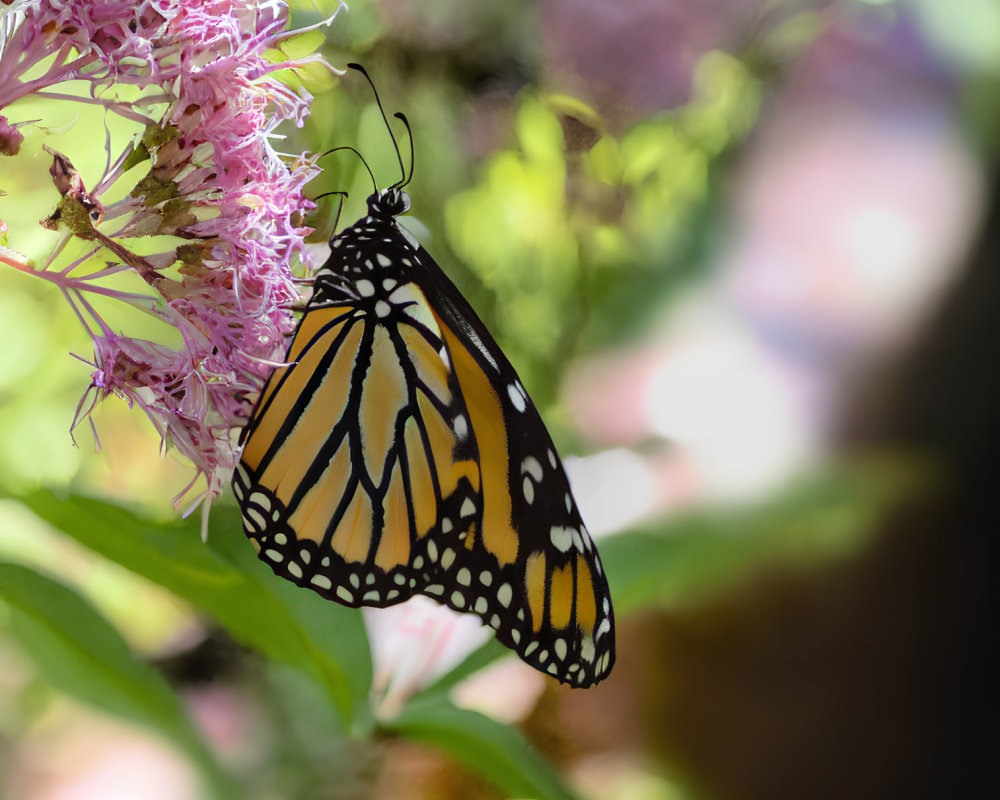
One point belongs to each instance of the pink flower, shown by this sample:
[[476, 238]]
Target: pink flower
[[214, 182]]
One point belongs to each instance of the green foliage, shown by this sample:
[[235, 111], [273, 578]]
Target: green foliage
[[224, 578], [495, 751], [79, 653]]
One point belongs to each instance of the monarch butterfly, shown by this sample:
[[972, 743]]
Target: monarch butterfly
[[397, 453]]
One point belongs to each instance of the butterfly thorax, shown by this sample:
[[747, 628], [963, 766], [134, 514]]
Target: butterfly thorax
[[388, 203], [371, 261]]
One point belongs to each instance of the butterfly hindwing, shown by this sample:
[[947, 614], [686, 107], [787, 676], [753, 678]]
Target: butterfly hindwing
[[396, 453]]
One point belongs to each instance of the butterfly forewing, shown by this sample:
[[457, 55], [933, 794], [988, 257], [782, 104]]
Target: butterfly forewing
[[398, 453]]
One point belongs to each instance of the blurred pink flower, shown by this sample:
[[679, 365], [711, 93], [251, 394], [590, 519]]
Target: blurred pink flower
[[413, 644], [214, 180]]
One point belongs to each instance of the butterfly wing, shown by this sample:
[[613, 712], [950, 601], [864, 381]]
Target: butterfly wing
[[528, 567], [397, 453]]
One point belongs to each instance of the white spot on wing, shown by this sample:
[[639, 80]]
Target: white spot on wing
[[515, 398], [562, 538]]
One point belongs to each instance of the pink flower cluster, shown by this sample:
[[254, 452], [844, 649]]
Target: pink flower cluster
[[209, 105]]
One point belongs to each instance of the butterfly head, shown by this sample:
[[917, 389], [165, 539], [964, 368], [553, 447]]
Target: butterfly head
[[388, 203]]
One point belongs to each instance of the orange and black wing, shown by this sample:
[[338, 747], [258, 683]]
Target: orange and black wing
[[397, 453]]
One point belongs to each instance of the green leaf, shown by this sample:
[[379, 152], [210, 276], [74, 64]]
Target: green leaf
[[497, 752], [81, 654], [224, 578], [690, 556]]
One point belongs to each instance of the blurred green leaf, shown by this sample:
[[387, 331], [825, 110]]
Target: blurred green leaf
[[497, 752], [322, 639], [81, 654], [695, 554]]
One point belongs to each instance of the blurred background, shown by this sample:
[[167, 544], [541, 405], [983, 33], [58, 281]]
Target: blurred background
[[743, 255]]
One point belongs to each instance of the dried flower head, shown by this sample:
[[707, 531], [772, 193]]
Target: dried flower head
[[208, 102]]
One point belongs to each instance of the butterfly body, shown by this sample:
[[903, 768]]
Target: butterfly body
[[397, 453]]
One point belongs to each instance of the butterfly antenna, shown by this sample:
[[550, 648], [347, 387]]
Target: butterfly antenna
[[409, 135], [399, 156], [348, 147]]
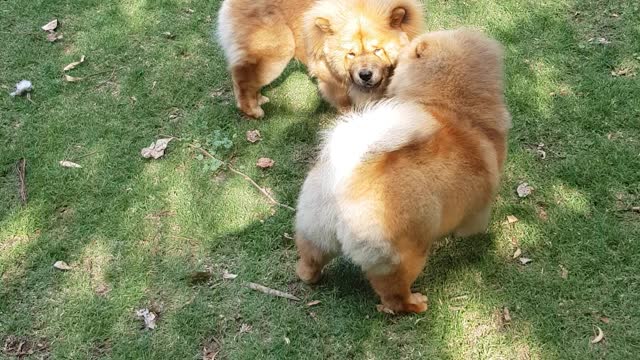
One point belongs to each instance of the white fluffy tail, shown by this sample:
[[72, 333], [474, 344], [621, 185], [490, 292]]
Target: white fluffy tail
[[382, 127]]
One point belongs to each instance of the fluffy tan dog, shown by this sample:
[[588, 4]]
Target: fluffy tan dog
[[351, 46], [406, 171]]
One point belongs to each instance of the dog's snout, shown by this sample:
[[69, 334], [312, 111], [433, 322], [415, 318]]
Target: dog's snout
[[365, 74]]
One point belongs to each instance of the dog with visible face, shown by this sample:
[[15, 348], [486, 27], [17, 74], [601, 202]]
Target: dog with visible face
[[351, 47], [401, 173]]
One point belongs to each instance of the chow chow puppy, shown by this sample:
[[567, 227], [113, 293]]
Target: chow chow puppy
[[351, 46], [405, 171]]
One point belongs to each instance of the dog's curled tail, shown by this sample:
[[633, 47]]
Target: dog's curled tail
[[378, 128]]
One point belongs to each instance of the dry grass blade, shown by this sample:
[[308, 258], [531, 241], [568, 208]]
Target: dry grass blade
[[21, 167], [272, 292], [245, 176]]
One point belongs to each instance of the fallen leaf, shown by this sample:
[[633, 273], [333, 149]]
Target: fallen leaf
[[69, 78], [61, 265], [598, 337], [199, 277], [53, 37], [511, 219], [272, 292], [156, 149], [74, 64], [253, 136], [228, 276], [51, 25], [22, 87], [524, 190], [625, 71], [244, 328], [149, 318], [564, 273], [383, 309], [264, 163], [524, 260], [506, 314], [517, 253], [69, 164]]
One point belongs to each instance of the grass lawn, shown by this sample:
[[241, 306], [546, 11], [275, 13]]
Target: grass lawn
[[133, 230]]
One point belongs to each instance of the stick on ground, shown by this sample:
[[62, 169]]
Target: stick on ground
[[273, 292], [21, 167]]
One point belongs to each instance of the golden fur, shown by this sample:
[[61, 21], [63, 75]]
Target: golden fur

—————

▶ **YOUR TASK**: Copy out all of the lines above word for word, and leave the pictures out of your copy.

▶ **COMPLETE RESPONSE**:
One point belongs to each instance of the pink flower, shown by this sample:
[[476, 238]]
Target: pink flower
[[214, 182]]
One point belongs to each instance of the green foliage, shown by this sample:
[[235, 111], [273, 578]]
Target: green foliage
[[224, 578], [495, 751], [79, 653]]
One point belongs to each instance of the monarch butterfly, shown by this sample:
[[972, 743]]
Target: monarch butterfly
[[397, 453]]
One point belongs to each instance of the butterfly thorax, shown by this sample:
[[747, 628], [963, 766], [134, 514]]
Target: butterfly thorax
[[388, 203], [371, 261]]
One point belongs to each instance of the butterfly hindwing, shown by this sample:
[[947, 614], [686, 107], [787, 676], [753, 678]]
Target: butterfly hindwing
[[396, 453]]
One point belongs to each instance of the butterfly forewing, shown by this sample:
[[457, 55], [933, 794], [988, 257], [782, 104]]
Target: butterfly forewing
[[398, 453]]
One point belongs to each instance of the blurred pink flower, shown by this sample:
[[679, 365], [711, 93], [251, 394], [590, 519]]
Target: blurred pink flower
[[413, 644], [214, 180]]
One point belongs to each instance of the butterfly wing, shown by this sample:
[[613, 712], [950, 601], [864, 381]]
Target: butterfly wing
[[528, 567], [397, 453]]
One point belongs to each instance of the white spot on wing, shown by this sample:
[[639, 80]]
Target: white spot on wing
[[515, 398], [562, 538]]
One point belongs to each instance of the pink flower cluster, shown by this sample:
[[254, 452], [844, 649]]
Target: pink flower cluster
[[209, 105]]
One point belongs to each instance of the butterfly head, shown by this sample:
[[917, 389], [165, 539], [964, 368], [553, 447]]
Target: butterfly head
[[388, 203]]
One point belongs to each instance of the orange and black wing, shown by this sample:
[[338, 747], [258, 683]]
Target: orange and black wing
[[397, 453]]
One point belongs to each instance of the green leaf, shown by this sample:
[[379, 152], [210, 276], [74, 64]]
Target: green leaf
[[497, 752], [81, 654], [224, 578], [690, 556]]
One point belongs to each instance of the blurred green leaf, shown by this sample:
[[387, 331], [825, 110]]
Target: blurred green leaf
[[497, 752], [322, 639], [81, 654], [695, 554]]
One point belongs to each instance of the blurred background, shown by this sample:
[[167, 544], [541, 405], [983, 33], [58, 281]]
Target: blurred background
[[743, 255]]
One point belongs to each instance of the dried flower head, shown by this sample:
[[707, 531], [772, 193]]
Target: dried flower head
[[208, 102]]
One point belongs to each instance of the butterfly body, shown by this sample:
[[903, 768]]
Target: butterfly body
[[397, 453]]
One point belongs to each instance of the butterfly antenna, shown by this sample:
[[550, 648], [347, 387]]
Target: butterfly antenna
[[409, 135], [399, 156], [348, 147]]
One point belongs to each instance of the white fluffy tail, shown by this sample:
[[72, 333], [474, 344], [621, 185], [490, 292]]
Target: white fluffy tail
[[382, 127]]
One point belongs to each instance of the fluffy tan dog, shown by this sample:
[[588, 4]]
Target: fluffy tan dog
[[351, 46], [406, 171]]
One point belongs to each instance of the dog's snout, shown by this sample:
[[69, 334], [312, 111], [433, 322], [415, 318]]
Target: dog's snout
[[365, 74]]
One point belongs to each instance of the dog with visible face, shown by this sample:
[[15, 348], [486, 27], [17, 74], [601, 202]]
Target: dog with visible face
[[351, 47], [401, 173]]
One point belongs to each instance of the chow chow puppy, shown by this sample:
[[567, 227], [113, 293]]
Target: chow chow puppy
[[351, 46], [405, 171]]
One point belongs to each instance of the dog's curled tail, shown by this sample:
[[633, 47]]
Target: dog's curled tail
[[378, 128]]
One point belongs to each instance of the dry grass blade, shown by this sample:
[[308, 258], [531, 241], [568, 208]]
Target: dry grass blade
[[21, 167], [272, 292], [245, 176]]
One point belongs to each instance of the fallen leaf, shown by this sample:
[[633, 273], [333, 149]]
Target: fallen leaf
[[69, 78], [61, 265], [598, 337], [199, 277], [53, 37], [511, 219], [272, 292], [156, 149], [74, 64], [253, 136], [228, 276], [51, 25], [22, 87], [524, 190], [625, 71], [244, 328], [149, 318], [564, 273], [383, 309], [264, 163], [524, 260], [506, 314], [517, 253], [69, 164]]
One point belongs to each instance of the grass lawn, shown by this sample:
[[241, 306], [546, 11], [275, 13]]
Target: grass lawn
[[133, 230]]
One point belongs to each instance of the stick on ground, shown by this sample:
[[62, 169]]
Target: stick on ground
[[273, 292], [21, 167]]
One point belongs to each instance of the golden fur, shown by this sample:
[[61, 21], [63, 75]]
Target: golden fur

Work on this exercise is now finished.